───── Task input ─────
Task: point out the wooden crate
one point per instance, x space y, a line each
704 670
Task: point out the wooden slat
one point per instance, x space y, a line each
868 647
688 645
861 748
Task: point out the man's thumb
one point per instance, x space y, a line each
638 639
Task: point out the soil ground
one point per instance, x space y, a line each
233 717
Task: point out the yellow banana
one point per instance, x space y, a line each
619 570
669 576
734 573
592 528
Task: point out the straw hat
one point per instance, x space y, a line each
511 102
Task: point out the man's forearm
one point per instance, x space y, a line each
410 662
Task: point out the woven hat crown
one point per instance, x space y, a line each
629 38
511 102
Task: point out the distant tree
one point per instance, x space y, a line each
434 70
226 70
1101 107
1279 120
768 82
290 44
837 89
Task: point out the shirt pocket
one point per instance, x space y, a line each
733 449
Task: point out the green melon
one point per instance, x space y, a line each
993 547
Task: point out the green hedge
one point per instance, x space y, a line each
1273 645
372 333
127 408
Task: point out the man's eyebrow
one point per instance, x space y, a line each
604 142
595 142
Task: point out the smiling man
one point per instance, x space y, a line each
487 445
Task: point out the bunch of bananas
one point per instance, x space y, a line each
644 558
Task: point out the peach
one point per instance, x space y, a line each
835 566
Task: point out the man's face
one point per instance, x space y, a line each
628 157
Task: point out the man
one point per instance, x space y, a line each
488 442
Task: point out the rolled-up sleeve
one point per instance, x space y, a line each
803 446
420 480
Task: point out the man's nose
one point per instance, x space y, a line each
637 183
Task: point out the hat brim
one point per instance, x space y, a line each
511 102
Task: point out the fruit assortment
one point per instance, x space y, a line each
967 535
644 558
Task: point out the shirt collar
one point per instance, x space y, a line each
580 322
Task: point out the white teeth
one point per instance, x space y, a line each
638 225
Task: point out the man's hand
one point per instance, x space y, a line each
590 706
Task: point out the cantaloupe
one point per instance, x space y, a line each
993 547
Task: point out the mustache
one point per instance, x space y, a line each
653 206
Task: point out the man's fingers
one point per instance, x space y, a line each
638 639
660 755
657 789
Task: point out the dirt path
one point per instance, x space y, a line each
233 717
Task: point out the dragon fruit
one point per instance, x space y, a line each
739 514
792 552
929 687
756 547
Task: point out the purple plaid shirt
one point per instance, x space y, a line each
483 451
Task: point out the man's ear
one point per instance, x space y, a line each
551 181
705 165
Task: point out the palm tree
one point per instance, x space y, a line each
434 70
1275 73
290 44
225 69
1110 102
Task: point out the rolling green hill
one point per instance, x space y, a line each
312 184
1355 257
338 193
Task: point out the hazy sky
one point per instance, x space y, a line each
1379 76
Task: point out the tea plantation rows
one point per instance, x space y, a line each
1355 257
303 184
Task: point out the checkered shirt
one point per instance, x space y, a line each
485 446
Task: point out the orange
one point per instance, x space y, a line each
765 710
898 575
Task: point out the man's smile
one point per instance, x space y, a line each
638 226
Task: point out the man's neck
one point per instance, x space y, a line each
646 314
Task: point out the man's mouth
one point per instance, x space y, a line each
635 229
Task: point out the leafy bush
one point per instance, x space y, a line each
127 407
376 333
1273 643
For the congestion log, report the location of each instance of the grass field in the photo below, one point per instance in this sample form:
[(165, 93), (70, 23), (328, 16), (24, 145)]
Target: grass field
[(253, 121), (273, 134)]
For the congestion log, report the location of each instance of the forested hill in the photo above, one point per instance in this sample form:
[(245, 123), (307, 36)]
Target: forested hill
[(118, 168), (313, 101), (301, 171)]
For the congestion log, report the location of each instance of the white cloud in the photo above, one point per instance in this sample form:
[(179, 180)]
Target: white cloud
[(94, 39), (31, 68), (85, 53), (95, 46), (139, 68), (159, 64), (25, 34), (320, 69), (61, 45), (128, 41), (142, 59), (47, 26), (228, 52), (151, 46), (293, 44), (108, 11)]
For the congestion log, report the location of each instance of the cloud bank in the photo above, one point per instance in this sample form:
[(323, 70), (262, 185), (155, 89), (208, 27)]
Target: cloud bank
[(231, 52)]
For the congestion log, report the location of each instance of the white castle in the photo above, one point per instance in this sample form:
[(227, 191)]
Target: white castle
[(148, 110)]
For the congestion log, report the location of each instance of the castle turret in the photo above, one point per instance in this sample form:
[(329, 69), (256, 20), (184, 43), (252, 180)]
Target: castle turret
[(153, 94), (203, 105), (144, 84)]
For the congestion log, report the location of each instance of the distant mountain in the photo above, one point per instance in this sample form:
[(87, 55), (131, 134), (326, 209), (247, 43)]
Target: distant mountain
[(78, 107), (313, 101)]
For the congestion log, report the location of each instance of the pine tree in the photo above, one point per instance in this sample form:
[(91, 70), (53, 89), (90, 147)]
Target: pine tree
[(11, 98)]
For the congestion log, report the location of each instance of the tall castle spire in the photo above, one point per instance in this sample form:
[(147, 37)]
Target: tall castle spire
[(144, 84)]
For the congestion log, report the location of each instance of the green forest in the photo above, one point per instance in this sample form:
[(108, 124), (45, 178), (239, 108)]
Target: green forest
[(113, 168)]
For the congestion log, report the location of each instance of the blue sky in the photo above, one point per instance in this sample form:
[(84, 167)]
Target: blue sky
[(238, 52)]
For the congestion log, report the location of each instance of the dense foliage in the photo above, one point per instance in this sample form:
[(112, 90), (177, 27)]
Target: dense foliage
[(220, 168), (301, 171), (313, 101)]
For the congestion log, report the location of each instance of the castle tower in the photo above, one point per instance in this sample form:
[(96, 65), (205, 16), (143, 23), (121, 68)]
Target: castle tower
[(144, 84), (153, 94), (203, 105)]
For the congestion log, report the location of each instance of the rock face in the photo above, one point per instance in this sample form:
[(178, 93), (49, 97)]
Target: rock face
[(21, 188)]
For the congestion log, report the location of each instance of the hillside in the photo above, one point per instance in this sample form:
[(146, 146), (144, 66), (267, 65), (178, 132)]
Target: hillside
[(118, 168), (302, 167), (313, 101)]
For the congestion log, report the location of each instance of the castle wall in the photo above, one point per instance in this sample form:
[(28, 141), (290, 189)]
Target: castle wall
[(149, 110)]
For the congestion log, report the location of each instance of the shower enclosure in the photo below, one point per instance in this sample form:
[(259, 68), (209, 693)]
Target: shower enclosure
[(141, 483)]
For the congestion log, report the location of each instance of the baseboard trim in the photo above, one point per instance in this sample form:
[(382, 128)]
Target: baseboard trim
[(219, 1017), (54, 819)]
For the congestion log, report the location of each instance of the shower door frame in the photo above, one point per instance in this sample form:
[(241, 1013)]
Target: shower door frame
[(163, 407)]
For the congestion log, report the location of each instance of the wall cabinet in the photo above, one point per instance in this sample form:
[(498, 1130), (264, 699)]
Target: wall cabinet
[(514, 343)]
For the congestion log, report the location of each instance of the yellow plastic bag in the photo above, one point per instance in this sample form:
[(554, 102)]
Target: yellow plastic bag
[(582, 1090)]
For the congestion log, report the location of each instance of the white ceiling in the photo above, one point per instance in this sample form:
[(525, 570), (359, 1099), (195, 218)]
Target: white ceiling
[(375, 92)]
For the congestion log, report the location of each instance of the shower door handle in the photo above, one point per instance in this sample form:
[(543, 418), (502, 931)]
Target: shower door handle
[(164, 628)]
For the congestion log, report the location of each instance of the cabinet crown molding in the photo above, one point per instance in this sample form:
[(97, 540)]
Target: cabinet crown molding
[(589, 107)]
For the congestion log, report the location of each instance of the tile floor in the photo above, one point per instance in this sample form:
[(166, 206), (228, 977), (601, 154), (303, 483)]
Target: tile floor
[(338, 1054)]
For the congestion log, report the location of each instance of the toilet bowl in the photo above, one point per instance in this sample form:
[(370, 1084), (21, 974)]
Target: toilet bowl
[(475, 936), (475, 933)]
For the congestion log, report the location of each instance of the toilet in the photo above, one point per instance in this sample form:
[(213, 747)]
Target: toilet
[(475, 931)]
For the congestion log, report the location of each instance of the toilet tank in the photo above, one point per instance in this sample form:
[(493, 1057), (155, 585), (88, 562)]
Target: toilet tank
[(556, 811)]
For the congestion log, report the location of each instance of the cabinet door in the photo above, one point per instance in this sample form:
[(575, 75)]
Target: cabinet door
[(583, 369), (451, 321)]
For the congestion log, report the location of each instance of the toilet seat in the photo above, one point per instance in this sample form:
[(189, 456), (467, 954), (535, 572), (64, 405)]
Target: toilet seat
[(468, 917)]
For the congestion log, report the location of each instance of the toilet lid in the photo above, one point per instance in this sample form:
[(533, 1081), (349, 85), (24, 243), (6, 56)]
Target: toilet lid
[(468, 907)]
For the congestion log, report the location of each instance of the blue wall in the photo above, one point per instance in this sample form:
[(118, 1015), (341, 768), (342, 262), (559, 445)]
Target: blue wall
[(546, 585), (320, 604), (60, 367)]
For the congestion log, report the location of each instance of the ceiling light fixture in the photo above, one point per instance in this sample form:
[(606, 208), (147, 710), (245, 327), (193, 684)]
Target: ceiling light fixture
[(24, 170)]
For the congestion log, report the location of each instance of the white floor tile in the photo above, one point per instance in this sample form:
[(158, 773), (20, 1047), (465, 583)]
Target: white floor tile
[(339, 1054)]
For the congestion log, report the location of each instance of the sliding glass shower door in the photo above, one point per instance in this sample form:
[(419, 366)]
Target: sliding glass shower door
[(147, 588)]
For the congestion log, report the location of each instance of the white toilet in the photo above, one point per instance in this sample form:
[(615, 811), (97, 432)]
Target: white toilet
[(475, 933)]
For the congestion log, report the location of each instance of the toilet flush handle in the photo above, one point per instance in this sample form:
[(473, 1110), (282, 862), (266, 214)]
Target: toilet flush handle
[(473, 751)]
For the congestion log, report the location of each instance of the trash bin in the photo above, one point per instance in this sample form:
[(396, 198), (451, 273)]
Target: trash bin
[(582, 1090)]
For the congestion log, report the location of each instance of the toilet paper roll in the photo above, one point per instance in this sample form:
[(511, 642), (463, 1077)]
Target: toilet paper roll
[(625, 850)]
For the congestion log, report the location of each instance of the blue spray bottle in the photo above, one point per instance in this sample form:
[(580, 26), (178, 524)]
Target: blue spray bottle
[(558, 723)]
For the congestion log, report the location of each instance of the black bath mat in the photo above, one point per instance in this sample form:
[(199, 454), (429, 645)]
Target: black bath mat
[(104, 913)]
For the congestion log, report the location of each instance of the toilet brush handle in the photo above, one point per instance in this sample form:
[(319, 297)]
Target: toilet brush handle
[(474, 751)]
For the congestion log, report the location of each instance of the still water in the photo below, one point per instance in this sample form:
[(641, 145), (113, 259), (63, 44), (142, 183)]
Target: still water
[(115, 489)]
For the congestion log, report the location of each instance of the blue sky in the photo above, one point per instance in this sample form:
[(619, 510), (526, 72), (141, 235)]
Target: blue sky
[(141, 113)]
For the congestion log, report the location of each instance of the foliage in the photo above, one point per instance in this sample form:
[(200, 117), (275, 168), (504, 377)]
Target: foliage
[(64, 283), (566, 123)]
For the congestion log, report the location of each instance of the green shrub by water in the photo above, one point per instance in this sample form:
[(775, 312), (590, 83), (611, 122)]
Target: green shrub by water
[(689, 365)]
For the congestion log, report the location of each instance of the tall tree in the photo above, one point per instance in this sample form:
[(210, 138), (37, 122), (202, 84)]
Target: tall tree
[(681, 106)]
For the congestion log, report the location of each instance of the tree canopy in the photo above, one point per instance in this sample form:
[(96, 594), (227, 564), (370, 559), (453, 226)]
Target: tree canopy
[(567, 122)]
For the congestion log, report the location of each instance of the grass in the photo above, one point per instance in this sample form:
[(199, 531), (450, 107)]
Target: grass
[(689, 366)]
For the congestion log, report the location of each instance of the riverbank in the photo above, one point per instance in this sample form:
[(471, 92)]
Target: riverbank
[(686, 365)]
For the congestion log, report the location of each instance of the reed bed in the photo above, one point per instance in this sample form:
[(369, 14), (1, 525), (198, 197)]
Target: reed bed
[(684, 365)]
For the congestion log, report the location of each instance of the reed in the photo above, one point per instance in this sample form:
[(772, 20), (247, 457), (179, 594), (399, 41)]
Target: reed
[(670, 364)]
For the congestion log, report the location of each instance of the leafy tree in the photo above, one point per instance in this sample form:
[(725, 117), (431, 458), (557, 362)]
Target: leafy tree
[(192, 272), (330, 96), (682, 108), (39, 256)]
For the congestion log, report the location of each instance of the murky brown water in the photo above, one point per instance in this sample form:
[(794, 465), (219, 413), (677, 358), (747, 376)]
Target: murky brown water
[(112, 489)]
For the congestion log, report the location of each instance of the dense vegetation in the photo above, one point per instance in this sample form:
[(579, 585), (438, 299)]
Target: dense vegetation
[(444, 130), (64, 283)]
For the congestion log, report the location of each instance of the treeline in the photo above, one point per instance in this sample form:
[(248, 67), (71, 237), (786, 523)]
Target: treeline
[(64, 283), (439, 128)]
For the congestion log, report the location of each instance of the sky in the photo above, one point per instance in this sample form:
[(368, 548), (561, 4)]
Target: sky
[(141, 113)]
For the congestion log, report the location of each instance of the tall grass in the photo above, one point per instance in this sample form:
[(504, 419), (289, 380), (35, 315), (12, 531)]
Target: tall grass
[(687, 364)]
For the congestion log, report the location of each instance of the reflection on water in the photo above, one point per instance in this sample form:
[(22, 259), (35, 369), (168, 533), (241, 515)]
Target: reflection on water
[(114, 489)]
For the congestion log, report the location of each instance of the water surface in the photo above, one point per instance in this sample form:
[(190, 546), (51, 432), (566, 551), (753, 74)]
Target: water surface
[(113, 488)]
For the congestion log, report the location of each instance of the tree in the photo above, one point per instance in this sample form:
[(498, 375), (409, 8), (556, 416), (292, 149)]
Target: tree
─────
**Exercise**. Reproduce the part of the listing that opens with the line containing "door handle in" and closes with the line containing "[(556, 811)]", substituting "traffic log" for every "congestion log" and changing nothing else.

**Task solution**.
For the traffic log, report the location of each instance of the shower door handle in the photo above, one point per instance in this sample form:
[(543, 418), (502, 931)]
Target: shower door handle
[(164, 628)]
For the traffic log, report the location of each instance of the cabinet crown molding in the photo above, one point per instance in this sample form:
[(97, 540)]
Target: cabinet crown molding
[(589, 107)]
For the traffic log, report the location of each instance of the tile floor in the photo above, one point per instance in this sample form:
[(166, 206), (228, 977), (601, 154), (303, 483)]
Target: tile floor
[(338, 1054)]
For the traffic log, report the location of each instance of the toilet bowl in the photo above, one point per instance in this sample form:
[(370, 1084), (21, 974)]
Target: toilet bowl
[(475, 936), (475, 933)]
For the traffic log, report the location of each instance of the toilet in the photo above, one point per instance in this sample form:
[(213, 747)]
Target: toilet
[(475, 931)]
For the traffic log, report the location of each instance of the toilet tank in the photo above, one point per instance in this sample form:
[(493, 1057), (155, 585), (88, 562)]
Target: toilet tank
[(556, 811)]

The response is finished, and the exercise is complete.